▶ [ПИСЬМЕННОЕ ЗАДАНИЕ]
Ответьте по отрывку на три вопроса, помечая ответы так же, как вопросы.
(a) Чего отчаянно требовал кот?
(b) Какие новости рассказчик и его спутники услышали рано утром?
(c) Кто сообщил им, что 11 мая их ждёт Марке?

──────── ОТРЫВОК ────────

Потом мы шли по затемненному городу. Я оступился и выругался: черт бы их всех побрал - воевать не воюют, а ногу сломать очень легко!…
Когда мы вернулись домой, началась тревога; она длилась долго. Мы не сошли в убежище: надоело. Да и войны нет… А спать не дал кот - неизвестно откуда он пришел, отчаянно мяукал, требовал, чтобы его пустили в дом.
Рано утром мы услышали ошеломляющие новости: немцы вошли в Голландию и Бельгию. Это было 10 мая. Пришел толстяк Понс, сказал: «Теперь начинается…» В «Пари суар» я увидел фотографии, напомнившие Испанию,- убитые дети.
В моей маленькой записной книжке значится: «11 мая, суббота. Марке». Помню, еще перед началом драматических событий Люс Гильсум нам сказала, что 11 мая нас ждет Марке; узнав, что и собираюсь подарить ему старую икону, он хочет отдарить своим холстом.

──────── СОХРАНЁННЫЕ ДАННЫЕ ────────

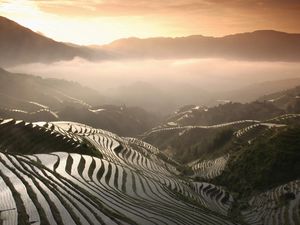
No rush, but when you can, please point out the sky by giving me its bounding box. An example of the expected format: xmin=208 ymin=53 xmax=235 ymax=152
xmin=0 ymin=0 xmax=300 ymax=45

────────

▶ [ВЫПОЛНЕННОЕ ЗАДАНИЕ]
(a) Чтобы его пустили в дом.
(b) Немцы вошли в Голландию и Бельгию.
(c) Люс Гильсум.